***** EXERCISE PASSAGE
# How much protein do you really need?



## ToolSteel (Mar 10, 2017)

Overall this seems to echo most of what's said by the wiser old fukks here. Nice to hear it from another source.


----------



## Flyingdragon (Mar 10, 2017)

I dont trust guys who use Apples


----------



## automatondan (Mar 10, 2017)

Thanks for posting TS... good stuff. Time to eat more carbs.


----------



## widehips71 (Mar 10, 2017)

So how much?  Was there a conclusion?  Seemed to go everywhere but to the point


----------



## Gofalcons (Mar 10, 2017)

Hmm.. great info very informative.. nice post Tool


----------



## MrRippedZilla (Mar 10, 2017)

Stopped watching 15 secs in when he said protein synthesis doesn't happen all the time. Yes, actually, it does - its a constant everyday, every minute occurrence.


----------



## BRICKS (Mar 10, 2017)

View attachment 3720


10 char


----------



## ron1204 (Mar 10, 2017)

MrRippedZilla said:


> Stopped watching 15 secs in when he said protein synthesis doesn't happen all the time. Yes, actually, it does - its a constant everyday, every minute occurrence.



So how much protein do we really need? Lol 
My takeaway from the video was that we are overeating way too much on protein and that it's getting converted to either carbs or fat.
That we should focus a lot more on carbs. But again, every specialist has a different opinion.


----------



## DocDePanda187123 (Mar 10, 2017)

ron1204 said:


> So how much protein do we really need? Lol
> My takeaway from the video was that we are overeating way too much on protein and that it's getting converted to either carbs or fat.
> That we should focus a lot more on carbs. But again, every specialist has a different opinion.



There's no chance of protein being converted to fat. The metabolic pathway does exist but it's not going to happen in real life. 

The answer to your question depends on the context but generally 1-1.2g/lb of BW will be plenty


----------



## DieYoungStrong (Mar 10, 2017)

BRICKS said:


> View attachment 3720
> 
> 
> 10 char



#threadover


----------



## MrRippedZilla (Mar 10, 2017)

ron1204 said:


> So how much protein do we really need?



What Doc said - depends on context. 
In general the younger you are, the fatter you are and the more novice a lifter you are, the lower the protein intake necessary to build mass. This is also influenced by energy balance (less protein needed on a surplus) and your training program (the higher the reliance on muscle damage for growth, the higher the protein needs.

These sort of videos concern me because I have already seen plenty of anecdotal evidence suggesting the latest trend is going to be along the lines of "let's see how low we can go with protein and still build mass". Its retarded but then again so are most "trends" with relation to nutrition - people gotta be all cool and go against the grain right?
**********
***** DATASET EXTRACT
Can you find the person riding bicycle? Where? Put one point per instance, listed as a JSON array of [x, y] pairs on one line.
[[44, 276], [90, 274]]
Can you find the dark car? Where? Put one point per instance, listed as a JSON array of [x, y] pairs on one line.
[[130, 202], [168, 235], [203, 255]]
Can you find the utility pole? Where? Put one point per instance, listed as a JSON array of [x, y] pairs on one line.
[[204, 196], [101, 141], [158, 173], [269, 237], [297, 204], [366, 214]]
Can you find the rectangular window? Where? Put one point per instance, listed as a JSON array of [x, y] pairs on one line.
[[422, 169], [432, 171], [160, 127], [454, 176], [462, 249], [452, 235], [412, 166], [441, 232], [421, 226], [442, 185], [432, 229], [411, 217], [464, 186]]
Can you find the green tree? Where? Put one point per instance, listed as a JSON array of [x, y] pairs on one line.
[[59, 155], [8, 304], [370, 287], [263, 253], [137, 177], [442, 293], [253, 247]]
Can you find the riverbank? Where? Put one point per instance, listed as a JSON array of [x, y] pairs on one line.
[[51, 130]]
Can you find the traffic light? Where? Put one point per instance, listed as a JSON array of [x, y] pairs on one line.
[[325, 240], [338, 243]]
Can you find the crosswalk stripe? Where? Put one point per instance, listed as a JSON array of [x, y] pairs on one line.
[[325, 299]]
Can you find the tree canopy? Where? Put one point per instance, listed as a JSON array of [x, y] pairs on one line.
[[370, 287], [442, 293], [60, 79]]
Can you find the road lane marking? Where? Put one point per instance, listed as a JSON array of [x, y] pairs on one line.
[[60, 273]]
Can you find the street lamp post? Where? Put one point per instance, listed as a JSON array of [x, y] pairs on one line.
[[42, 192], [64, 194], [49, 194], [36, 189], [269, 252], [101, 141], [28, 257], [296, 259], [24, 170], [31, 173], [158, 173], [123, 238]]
**********
# [WORK TASK 1]
Summarize the forum thread on protein needs in two sentences.
# [WORK TASK 2]
Carry on the forum thread on protein needs after its final post.

# [REPLY 1]
In a forum thread about a video on protein needs, several posters praise it, while one asks whether it reached any conclusion and another objects to its claim that protein synthesis does not happen all the time. Replies state that protein is not going to be converted to fat in real life, that about 1-1.2 g per pound of body weight is generally plenty, and that needs depend on age, body fat, lifting experience, energy balance, and training program.

# [REPLY 2]
----------



## Maijah (Mar 10, 2017)

IMO at least 1 gram of protein per lb of body weight. Anything over 2 gram/lb bodyweight is a waste


----------



## ToolSteel (Mar 10, 2017)

MrRippedZilla said:


> Stopped watching 15 secs in when he said protein synthesis doesn't happen all the time. Yes, actually, it does - its a constant everyday, every minute occurrence.


In that vase, you missed out on some good stuff due to semantics. He could have worded it different yes. But in the context of the entire video, which you didn't watch, it makes sense.  

Just watch the damn video. he doesn't say anything along the lines of your assumptions in your second post.


----------



## MrRippedZilla (Mar 11, 2017)

ToolSteel said:


> In that vase, you missed out on some good stuff due to semantics. He could have worded it different yes. But in the context of the entire video, which you didn't watch, it makes sense.
> 
> Just watch the damn video. he doesn't say anything along the lines of your assumptions in your second post.



I watched the video knowing damn well I wasn't going to learn anything but I did for you Tool...for you.

Thankfully 11mins they start talking about protein timing, meal frequency and what not, which makes it interesting - wrong, but interesting.
I'm hearing a lot of stuff about focusing on a "slow trickle" of protein throughout the day rather than "spikes" being better for protein synthesis - wrong. 
The whole slow digestion before you go to bed stuff - wrong. 
In fact, the main point of higher frequency with regular protein throughout the day being the best approach is HIGHLY debatable. I won't say its out & out wrong because the data clearly indicates that both have their positives & negatives but hasn't indicated any out & out winner. 
I'm now going to just spit out whatever is in my head so if this becomes a long-winded essay I apologize in advance. 


Protein timing has been shown to be close to irrelevant for a while now. More recently, and more relevant to this discussion, it was shown that whey protein (fast digesting remember) consumed prewo rather than postwo made absolutely no long term difference for muscle hypertrophy in resistance trained subjects. In other words, the idea that if you're consuming a fast digesting protein then you have a tiny window to get it in or that its going to be mostly wasted is an incorrect one.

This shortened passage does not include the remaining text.